== Exercise brief ==
Each line that contains the word "FIND" is to be copied from the records below.

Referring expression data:
· · · · · · ·

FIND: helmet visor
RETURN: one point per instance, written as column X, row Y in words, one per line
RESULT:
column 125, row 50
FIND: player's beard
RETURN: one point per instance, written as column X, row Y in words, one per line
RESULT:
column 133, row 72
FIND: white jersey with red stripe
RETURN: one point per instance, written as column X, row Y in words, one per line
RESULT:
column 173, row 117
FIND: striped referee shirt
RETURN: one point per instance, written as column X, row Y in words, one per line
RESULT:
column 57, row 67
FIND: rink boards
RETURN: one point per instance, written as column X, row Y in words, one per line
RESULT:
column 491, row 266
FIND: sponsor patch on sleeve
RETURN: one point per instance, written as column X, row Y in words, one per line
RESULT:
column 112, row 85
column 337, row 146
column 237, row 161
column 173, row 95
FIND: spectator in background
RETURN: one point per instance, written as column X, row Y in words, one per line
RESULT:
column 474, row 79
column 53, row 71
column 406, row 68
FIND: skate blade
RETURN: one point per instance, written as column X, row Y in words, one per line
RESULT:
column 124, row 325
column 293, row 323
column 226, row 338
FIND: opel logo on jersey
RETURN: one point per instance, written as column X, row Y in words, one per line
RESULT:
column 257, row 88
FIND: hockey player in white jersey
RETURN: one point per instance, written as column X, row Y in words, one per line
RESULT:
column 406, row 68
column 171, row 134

· · · · · · ·

== Solution to the exercise ==
FIND: helmet visor
FIND: player's beard
FIND: white jersey with red stripe
FIND: striped referee shirt
FIND: rink boards
FIND: sponsor patch on sleeve
FIND: spectator in background
FIND: skate blade
FIND: opel logo on jersey
FIND: hockey player in white jersey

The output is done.